Explore the material:
• 1. From the article on the Life Care Centers ruling, extract the passage from "In rejecting Life" to "of statistical sampling.", copying it word for word.
• 2. Answer these questions about the article on the Life Care Centers ruling:
(a) What kind of business is Life Care Centers of America, Inc.?
(b) How many patient admissions does the government want to review as a random sample?
(c) According to the judge, what three things could the defendants do to fight the government's extrapolation?

Last week, a Tennessee federal district court judge ruled that government attorneys can extrapolate from a small sample of billing statements to over 50,000 patient admissions by Life Care Centers of America, Inc. (a nursing home operator) to try to hold Life Care Centers liable under the False Claims Act (FCA).
Life Care Centers is accused of billing for unnecessary care between 2006 and 2012. To prove its claims, the government wants to review a random sample of 400 patient admissions and then extrapolate its findings related to false billings to more than 50,000 additional patient admissions (comprising 154,621 total claims). In ruling for the government and rejecting Life Care Centers’ motion for summary judgment, the judge noted that FCA cases often involve a high number of claims and it would be too burdensome to require government attorneys to build a discrete case for every allegedly false claim. He further explained that “[t]he purpose of the FCA, as well as the development and expansion of government programs as to which it might be employed, support the use of statistical sampling in complex FCA actions where a claim-by-claim review is impracticable.”
In rejecting Life Care Centers’ objections, the judge found that the defendants could still fight the government’s extrapolation by challenging the government’s methodology, cross-examining statistical experts and calling its own expert witnesses (thus curing any due process concerns). He also acknowledged that while the FCA does not explicitly authorize the use of extrapolation, it does not bar the practice – a restriction that Congress could have easily imposed had it intended to preclude the use of statistical sampling.

Entries provided:
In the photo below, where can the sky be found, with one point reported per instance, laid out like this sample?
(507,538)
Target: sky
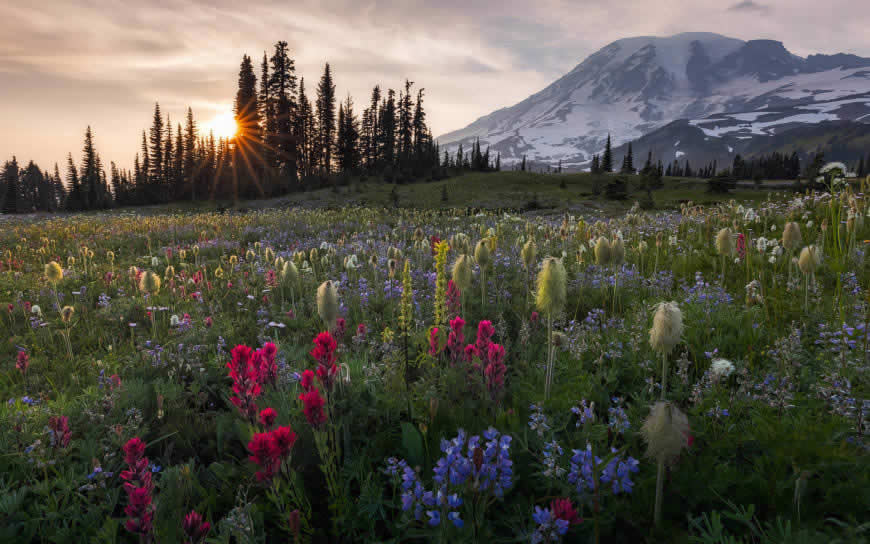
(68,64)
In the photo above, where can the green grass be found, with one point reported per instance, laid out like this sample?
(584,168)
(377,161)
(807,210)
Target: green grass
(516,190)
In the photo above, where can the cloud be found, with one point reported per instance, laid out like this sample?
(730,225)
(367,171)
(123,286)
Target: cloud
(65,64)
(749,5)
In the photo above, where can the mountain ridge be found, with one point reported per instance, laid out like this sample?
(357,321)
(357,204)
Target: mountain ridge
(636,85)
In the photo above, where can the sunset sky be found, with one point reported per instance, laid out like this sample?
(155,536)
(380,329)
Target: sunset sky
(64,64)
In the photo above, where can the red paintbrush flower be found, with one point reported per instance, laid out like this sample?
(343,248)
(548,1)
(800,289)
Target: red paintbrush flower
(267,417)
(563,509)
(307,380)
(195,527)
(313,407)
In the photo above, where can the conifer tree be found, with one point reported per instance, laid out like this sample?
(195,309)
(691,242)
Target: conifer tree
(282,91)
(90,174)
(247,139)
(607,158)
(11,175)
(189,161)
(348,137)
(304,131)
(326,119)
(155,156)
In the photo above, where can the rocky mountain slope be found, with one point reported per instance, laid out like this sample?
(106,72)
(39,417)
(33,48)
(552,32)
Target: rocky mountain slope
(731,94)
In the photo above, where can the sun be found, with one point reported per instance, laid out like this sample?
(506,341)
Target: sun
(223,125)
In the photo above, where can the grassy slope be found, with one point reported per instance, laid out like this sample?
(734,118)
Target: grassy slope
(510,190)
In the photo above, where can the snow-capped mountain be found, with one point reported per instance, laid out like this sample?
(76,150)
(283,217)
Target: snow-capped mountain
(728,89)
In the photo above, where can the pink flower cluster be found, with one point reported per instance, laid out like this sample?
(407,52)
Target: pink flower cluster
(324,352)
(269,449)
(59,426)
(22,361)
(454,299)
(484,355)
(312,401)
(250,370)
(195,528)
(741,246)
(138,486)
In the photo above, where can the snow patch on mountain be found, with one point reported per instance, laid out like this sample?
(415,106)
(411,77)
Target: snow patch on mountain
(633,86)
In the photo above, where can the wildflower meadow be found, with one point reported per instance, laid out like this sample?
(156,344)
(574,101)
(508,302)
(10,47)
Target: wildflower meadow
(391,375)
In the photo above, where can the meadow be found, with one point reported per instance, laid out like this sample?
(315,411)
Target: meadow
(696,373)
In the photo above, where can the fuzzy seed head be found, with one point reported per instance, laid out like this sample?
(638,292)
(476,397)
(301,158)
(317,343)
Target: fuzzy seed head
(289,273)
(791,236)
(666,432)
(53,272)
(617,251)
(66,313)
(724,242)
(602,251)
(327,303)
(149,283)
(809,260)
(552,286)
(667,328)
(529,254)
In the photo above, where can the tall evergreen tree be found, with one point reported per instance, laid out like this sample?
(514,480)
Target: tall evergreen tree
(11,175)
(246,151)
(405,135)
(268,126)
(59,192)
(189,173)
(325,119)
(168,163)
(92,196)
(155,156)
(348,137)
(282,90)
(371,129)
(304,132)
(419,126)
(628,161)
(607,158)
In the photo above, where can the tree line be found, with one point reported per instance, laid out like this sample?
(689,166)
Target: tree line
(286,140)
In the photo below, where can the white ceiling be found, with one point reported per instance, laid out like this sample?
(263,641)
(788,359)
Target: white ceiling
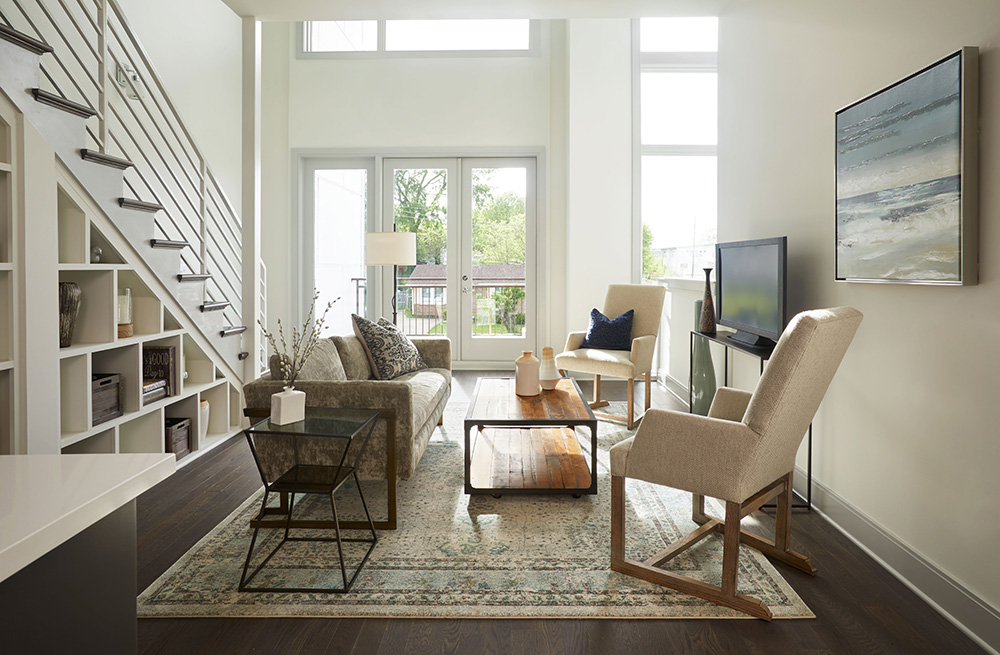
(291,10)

---

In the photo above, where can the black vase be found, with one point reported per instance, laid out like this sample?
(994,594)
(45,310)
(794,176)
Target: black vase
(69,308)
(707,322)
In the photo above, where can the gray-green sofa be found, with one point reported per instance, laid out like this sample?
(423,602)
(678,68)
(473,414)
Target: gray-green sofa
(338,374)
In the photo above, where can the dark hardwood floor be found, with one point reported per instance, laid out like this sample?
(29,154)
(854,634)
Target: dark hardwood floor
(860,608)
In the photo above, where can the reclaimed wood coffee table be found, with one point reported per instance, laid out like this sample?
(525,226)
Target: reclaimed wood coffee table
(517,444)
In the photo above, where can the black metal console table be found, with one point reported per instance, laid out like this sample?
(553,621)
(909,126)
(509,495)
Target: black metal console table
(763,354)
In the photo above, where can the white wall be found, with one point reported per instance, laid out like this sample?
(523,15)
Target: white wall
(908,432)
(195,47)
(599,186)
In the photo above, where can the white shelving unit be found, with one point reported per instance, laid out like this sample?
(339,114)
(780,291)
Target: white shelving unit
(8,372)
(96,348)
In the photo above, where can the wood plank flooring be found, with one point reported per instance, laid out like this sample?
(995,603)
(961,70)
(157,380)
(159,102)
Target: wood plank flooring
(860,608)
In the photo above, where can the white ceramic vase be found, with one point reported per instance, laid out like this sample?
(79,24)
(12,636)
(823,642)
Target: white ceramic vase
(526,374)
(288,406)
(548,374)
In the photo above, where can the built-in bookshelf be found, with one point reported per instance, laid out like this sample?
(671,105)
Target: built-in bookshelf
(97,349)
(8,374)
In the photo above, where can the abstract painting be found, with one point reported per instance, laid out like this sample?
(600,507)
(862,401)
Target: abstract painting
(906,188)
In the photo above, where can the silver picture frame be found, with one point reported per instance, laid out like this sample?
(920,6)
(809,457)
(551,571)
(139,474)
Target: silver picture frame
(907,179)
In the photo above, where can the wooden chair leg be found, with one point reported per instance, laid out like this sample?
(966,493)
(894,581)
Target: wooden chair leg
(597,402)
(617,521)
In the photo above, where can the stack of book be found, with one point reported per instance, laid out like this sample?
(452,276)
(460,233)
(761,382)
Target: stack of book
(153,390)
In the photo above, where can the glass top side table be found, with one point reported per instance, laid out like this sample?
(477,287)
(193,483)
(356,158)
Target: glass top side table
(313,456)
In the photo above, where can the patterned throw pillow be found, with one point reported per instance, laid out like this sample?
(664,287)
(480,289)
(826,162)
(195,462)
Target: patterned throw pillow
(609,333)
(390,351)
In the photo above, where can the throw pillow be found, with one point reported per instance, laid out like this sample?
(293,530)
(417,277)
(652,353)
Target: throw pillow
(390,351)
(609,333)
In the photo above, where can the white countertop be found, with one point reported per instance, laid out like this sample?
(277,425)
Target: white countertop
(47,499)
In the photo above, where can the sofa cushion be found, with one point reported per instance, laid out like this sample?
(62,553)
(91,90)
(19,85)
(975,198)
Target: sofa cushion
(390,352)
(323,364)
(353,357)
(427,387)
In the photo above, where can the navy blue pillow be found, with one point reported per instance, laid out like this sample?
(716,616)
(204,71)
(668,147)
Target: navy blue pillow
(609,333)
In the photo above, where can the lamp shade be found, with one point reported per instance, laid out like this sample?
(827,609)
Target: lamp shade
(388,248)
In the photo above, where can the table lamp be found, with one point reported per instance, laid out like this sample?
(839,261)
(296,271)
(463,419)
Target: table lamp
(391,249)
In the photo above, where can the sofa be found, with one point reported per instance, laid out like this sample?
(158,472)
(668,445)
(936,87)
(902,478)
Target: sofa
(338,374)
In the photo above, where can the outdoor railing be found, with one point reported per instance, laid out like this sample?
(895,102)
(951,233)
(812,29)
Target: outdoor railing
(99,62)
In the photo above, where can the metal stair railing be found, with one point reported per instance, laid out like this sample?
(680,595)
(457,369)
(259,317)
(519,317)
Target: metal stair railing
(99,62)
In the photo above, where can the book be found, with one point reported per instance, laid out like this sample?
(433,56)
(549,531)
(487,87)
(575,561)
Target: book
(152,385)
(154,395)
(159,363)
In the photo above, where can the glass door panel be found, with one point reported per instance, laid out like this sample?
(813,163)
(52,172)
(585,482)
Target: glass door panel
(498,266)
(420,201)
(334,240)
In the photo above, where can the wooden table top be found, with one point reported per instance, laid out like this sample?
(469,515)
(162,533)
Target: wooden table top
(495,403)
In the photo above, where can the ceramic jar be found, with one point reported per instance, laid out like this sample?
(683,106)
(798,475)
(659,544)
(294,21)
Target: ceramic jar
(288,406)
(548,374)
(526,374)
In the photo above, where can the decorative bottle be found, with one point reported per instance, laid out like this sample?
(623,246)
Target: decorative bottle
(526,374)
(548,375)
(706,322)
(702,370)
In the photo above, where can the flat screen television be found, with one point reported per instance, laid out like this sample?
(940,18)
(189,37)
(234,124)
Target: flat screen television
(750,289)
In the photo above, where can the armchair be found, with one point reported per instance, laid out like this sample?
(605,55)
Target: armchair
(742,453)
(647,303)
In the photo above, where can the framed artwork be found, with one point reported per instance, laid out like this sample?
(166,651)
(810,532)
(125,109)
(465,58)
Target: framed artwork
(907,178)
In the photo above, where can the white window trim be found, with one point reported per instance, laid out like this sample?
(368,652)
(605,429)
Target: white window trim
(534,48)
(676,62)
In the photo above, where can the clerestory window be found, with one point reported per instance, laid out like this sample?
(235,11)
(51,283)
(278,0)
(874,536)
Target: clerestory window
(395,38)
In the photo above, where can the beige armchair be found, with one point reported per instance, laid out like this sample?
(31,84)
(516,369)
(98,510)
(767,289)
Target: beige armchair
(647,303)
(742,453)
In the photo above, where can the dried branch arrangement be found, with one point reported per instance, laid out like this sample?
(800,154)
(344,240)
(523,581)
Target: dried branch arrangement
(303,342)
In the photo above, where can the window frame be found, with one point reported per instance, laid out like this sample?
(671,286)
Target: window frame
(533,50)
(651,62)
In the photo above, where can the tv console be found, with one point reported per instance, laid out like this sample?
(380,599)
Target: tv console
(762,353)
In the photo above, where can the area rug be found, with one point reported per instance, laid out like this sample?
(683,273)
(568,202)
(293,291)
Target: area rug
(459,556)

Responses to the tasks:
• 1.
In rejecting Life Care Centers’ objections, the judge found that the defendants could still fight the government’s extrapolation by challenging the government’s methodology, cross-examining statistical experts and calling its own expert witnesses (thus curing any due process concerns). He also acknowledged that while the FCA does not explicitly authorize the use of extrapolation, it does not bar the practice – a restriction that Congress could have easily imposed had it intended to preclude the use of statistical sampling.

• 2.
(a) A nursing home operator.
(b) 400.
(c) Challenge the government's methodology, cross-examine statistical experts, and call their own expert witnesses.